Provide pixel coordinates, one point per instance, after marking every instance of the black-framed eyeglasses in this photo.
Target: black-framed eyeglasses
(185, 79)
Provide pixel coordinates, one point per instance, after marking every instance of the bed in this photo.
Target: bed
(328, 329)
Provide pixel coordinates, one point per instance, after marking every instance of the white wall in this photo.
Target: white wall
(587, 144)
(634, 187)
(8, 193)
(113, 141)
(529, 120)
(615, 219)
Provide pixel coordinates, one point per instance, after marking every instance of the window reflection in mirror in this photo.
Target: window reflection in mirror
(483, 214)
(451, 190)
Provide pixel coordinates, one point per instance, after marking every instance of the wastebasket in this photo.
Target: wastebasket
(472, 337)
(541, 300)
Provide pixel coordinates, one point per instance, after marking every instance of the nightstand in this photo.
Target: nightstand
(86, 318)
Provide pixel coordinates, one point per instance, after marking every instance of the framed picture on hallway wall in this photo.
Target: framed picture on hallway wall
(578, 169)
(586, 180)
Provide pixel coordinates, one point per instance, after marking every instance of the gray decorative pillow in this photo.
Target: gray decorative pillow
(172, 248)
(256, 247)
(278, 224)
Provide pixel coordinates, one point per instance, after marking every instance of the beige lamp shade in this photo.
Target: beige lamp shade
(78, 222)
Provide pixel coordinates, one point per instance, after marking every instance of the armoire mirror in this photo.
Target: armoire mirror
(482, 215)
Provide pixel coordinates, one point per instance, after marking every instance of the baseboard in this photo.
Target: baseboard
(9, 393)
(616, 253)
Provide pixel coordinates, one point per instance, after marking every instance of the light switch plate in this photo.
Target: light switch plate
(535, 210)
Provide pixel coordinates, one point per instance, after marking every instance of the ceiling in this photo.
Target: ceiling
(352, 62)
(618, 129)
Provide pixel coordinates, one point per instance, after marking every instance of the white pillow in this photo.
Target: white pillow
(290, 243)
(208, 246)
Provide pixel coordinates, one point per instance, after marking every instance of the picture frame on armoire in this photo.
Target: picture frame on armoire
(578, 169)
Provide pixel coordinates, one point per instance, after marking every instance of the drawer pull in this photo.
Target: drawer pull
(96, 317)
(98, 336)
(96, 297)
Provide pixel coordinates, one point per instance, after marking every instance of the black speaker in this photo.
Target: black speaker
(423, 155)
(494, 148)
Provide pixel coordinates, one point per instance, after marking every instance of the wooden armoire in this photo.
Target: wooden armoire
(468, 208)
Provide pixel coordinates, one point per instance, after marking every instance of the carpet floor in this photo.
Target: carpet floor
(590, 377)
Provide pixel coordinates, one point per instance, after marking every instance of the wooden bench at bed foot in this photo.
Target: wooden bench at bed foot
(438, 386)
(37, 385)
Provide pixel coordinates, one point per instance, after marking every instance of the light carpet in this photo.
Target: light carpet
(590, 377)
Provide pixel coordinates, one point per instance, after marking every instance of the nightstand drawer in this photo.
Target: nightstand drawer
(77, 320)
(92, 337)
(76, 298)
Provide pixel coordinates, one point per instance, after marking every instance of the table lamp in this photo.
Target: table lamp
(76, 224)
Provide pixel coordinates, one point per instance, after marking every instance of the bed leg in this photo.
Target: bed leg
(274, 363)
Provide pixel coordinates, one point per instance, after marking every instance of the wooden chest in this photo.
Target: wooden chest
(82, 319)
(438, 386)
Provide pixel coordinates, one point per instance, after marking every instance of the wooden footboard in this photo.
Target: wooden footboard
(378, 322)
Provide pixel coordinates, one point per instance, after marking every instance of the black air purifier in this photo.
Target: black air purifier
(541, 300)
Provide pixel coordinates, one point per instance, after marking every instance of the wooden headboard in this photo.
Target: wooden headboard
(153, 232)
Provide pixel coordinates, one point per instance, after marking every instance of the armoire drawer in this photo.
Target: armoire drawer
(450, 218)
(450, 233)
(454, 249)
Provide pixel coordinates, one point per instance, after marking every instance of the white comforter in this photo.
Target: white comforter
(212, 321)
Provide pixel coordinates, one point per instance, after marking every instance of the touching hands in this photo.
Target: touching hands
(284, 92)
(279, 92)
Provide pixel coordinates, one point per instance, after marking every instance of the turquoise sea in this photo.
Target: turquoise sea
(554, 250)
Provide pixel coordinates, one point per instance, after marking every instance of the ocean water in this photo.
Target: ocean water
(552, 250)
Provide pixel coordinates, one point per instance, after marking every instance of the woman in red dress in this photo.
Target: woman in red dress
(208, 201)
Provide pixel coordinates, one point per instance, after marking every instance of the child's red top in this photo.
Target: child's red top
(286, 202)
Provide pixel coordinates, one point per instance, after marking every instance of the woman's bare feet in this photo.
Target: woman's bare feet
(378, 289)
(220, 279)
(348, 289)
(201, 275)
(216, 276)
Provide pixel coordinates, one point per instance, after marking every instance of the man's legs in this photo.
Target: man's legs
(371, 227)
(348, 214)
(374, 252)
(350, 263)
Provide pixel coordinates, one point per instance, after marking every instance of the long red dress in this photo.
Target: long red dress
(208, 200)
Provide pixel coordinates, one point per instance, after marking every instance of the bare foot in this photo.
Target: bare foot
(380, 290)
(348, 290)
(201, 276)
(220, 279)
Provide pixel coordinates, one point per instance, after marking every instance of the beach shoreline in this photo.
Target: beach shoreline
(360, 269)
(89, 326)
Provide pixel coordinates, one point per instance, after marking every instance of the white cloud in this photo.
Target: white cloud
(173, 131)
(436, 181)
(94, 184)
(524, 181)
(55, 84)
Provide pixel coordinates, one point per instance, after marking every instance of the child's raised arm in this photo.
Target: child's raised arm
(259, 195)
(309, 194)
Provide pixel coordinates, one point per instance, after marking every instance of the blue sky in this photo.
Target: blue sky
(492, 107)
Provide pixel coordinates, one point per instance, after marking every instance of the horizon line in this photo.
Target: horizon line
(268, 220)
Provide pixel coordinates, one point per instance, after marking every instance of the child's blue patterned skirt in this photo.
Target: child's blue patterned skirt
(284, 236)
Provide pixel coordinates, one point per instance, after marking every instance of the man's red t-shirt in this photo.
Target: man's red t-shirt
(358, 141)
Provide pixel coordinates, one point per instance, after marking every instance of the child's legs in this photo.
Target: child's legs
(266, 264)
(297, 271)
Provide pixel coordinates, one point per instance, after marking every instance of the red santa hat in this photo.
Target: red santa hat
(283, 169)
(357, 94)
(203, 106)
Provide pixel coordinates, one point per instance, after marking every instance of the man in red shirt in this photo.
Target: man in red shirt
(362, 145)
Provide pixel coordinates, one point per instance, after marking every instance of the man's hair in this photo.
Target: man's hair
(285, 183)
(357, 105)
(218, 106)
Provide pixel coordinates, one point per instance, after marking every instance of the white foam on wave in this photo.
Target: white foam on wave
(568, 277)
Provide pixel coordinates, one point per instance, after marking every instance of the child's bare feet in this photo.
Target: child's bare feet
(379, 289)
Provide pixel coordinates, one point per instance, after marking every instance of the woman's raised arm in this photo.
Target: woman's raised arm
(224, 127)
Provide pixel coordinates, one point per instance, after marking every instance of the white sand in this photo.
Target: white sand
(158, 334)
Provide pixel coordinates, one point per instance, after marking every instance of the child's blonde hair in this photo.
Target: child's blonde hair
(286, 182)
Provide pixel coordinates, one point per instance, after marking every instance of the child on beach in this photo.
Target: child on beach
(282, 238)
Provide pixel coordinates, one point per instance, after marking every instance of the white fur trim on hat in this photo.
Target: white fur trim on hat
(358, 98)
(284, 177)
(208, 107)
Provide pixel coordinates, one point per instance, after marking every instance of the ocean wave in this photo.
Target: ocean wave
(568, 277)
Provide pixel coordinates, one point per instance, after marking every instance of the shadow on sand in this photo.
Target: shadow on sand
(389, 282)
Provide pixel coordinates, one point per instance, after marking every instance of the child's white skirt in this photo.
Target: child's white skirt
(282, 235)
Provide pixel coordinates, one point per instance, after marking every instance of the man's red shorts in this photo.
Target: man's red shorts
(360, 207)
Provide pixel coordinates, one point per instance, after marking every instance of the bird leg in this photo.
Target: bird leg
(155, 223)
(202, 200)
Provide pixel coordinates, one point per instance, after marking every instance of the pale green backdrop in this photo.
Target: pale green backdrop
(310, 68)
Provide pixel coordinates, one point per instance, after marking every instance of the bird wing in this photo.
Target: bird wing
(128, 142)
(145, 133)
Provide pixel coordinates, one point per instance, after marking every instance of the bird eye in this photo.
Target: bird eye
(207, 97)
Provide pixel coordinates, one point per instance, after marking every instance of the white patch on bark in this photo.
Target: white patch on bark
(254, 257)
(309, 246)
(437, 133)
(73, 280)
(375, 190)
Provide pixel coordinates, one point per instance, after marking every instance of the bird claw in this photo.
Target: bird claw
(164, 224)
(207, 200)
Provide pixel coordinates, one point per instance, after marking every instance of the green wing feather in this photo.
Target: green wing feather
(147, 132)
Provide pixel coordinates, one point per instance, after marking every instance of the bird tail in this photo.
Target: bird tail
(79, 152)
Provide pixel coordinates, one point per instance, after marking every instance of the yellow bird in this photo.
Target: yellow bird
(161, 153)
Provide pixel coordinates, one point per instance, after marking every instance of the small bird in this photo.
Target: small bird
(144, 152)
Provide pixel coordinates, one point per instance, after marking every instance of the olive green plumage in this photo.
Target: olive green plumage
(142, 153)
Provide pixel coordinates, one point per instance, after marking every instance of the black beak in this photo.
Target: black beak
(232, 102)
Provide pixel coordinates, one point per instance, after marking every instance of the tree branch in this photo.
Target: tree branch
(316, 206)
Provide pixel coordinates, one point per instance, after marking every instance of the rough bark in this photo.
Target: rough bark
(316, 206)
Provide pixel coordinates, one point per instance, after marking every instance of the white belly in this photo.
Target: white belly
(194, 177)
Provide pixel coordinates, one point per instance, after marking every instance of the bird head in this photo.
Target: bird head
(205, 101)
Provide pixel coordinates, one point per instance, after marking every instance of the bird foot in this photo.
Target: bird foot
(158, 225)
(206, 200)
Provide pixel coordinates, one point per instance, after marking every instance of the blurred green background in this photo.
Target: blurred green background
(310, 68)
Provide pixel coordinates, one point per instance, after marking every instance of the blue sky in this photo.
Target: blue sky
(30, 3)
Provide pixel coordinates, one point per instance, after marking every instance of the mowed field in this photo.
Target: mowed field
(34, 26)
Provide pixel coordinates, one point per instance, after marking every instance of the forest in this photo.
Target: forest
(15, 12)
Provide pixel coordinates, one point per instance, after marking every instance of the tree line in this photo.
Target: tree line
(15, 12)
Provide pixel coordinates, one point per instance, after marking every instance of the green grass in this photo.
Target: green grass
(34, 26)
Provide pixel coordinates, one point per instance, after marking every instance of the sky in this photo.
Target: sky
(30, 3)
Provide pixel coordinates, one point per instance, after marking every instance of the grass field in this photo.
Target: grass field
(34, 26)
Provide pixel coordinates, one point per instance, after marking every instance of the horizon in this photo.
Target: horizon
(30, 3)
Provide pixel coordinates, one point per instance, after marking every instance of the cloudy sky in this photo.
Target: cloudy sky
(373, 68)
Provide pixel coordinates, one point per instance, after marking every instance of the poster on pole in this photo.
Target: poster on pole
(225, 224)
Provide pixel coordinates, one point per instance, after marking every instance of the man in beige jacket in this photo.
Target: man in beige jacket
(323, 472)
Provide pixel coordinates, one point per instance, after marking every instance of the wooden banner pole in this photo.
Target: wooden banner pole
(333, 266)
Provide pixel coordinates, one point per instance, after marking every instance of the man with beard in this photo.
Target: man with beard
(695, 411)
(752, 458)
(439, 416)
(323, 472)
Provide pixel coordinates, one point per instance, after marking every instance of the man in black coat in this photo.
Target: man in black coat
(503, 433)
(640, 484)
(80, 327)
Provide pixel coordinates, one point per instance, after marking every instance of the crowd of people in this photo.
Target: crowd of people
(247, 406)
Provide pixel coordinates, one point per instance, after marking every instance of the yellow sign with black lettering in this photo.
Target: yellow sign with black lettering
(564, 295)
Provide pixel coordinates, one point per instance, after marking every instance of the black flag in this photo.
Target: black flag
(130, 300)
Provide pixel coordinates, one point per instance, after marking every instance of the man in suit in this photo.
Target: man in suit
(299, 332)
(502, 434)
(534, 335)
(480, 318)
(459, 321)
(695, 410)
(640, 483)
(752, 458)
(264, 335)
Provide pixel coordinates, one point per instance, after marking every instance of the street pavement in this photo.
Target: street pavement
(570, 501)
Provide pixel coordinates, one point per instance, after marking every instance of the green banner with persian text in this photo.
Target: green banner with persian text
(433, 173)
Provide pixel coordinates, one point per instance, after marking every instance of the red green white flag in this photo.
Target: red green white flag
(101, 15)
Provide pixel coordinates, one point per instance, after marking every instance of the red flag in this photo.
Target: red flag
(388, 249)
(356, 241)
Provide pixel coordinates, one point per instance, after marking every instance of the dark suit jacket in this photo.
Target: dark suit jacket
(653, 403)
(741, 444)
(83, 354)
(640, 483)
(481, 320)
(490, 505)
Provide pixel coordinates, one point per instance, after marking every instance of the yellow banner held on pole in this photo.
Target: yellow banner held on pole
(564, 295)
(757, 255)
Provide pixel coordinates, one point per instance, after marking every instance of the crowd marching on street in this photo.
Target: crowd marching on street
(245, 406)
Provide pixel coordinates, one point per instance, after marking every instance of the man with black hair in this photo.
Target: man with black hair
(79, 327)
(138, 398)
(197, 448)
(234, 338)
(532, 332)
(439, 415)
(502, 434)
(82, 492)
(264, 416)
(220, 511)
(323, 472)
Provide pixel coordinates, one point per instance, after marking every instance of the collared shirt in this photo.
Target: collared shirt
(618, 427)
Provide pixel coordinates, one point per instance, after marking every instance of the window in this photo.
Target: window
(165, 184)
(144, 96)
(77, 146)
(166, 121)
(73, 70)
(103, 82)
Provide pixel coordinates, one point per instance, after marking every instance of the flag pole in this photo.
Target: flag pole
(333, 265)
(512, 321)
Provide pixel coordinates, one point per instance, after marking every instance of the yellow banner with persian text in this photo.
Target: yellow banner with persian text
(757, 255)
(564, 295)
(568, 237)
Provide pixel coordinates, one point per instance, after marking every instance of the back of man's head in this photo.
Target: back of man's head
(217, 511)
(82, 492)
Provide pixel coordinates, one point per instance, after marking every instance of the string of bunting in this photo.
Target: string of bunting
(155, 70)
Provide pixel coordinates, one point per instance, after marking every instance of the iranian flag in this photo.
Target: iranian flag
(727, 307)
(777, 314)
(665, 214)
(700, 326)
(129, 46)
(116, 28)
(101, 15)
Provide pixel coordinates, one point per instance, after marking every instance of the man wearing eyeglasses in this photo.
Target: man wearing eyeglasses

• • • • • • •

**Your instructions**
For each line above that contains the word "wearing", make a copy.

**Exercise response**
Provide pixel coordinates, one point per instance, after marking every instance of the man wearing eyeglasses in this photo.
Target: man wearing eyeglasses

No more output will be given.